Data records
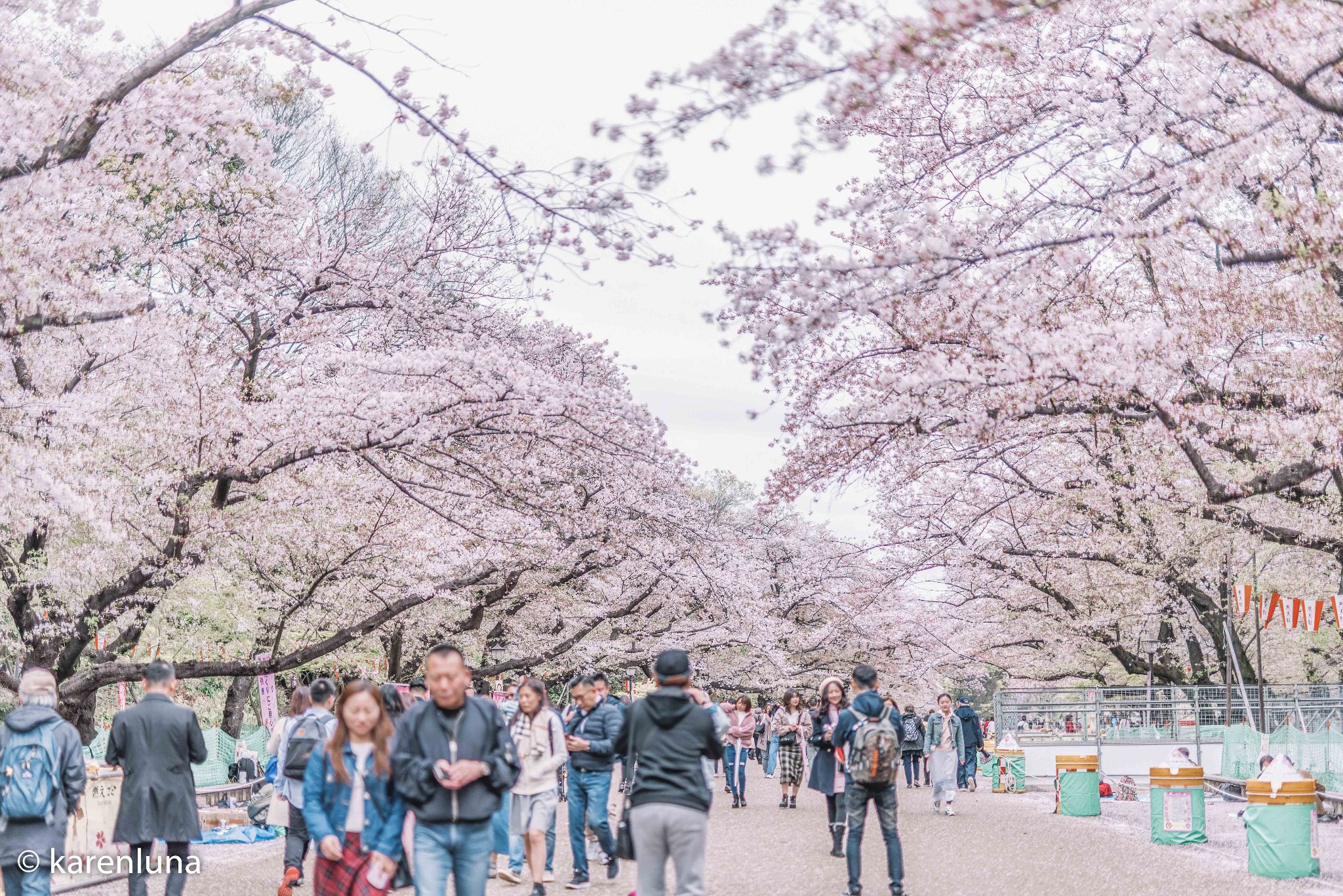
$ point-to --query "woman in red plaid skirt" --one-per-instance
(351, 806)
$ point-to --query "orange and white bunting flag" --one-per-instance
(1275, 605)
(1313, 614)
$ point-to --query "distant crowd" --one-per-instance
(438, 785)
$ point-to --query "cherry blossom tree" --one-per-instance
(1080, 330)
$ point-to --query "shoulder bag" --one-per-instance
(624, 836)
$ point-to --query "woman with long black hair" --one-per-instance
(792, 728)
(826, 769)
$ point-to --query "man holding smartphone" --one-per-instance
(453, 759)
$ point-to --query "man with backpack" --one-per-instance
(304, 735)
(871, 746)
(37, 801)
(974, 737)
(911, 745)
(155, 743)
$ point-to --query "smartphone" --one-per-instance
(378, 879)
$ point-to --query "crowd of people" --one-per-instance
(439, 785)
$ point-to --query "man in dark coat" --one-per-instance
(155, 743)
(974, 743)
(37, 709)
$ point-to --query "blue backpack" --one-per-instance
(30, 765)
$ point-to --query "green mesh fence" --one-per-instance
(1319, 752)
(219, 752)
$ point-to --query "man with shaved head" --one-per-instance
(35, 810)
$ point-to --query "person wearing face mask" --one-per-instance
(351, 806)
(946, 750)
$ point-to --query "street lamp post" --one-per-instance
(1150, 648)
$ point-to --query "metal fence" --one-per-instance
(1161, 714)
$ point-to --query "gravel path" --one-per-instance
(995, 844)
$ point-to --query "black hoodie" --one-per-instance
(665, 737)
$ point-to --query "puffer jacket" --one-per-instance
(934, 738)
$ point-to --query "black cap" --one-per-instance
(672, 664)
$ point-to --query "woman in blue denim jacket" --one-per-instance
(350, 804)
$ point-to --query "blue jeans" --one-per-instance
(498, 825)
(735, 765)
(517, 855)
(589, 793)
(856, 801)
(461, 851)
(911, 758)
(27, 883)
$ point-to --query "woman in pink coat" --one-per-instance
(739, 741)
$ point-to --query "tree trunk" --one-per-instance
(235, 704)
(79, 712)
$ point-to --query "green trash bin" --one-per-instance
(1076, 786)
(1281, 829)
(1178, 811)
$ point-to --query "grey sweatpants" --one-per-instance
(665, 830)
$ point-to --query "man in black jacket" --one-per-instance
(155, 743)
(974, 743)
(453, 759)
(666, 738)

• What you have to do: In your copy, include no pictures, but reproduce all records exactly.

• Solution to this exercise:
$ point-to --query "woman in red plaid skirt" --one-per-instance
(351, 806)
$ point-to --query "orange and white bunting flag" --one-per-instance
(1275, 605)
(1313, 614)
$ point-to --query "distant crowd" --one-per-instance
(438, 785)
$ point-to --query "cherry blossom tree" --one-per-instance
(1080, 330)
$ point-to --query "shoulder bag" --one-per-instance
(624, 836)
$ point-to --query "woman with long black hair" --one-per-instance
(792, 728)
(826, 769)
$ point-to --query "man holding smartphone" --one-per-instance
(453, 759)
$ point-to --query "man with backpack" --one-per-instance
(304, 735)
(871, 746)
(37, 801)
(974, 737)
(911, 745)
(155, 743)
$ point-to --query "smartphone" --one-per-instance
(378, 879)
$ point-to --query "crowd of people" --one-per-instance
(439, 785)
$ point-to --query "man in dark coat" --one-per-instance
(155, 743)
(974, 743)
(37, 709)
$ point-to --query "blue backpack" --one-per-instance
(30, 765)
$ point-to --query "green mesh fence" --one-per-instance
(1319, 752)
(219, 752)
$ point-to --query "man with shaved head" --one-per-instance
(35, 810)
$ point-to --query "person wearing face mask" --one-per-instance
(351, 806)
(946, 750)
$ point-to --query "street lamp post" --one-per-instance
(1150, 648)
$ point-to --query "metal fence" --one-per-instance
(1161, 714)
$ point-to --query "gravel path" --one-per-instance
(995, 844)
$ point-to --query "black hoodie" --one-per-instance
(665, 737)
$ point-to --query "puffer jacket" --one-per-instance
(934, 738)
$ point-to --query "black cap" --one-per-instance
(672, 664)
$ point-to --query "woman in blue denim jacket" --one-per-instance
(350, 804)
$ point-to --query "blue jeans" --one-per-instance
(498, 825)
(735, 765)
(517, 855)
(589, 793)
(856, 801)
(461, 851)
(911, 758)
(27, 883)
$ point-to --query "woman in pink coat" --one-per-instance
(739, 741)
$ point-to --query "tree trunk" --one-per-instance
(235, 704)
(79, 712)
$ point-to --query "green trash bin" --one-per-instance
(1076, 786)
(1281, 829)
(1178, 811)
$ point-to --query "grey sweatpants" --one-per-instance
(665, 830)
$ point-to --query "man in black jacket" --one-per-instance
(155, 743)
(974, 743)
(453, 759)
(666, 738)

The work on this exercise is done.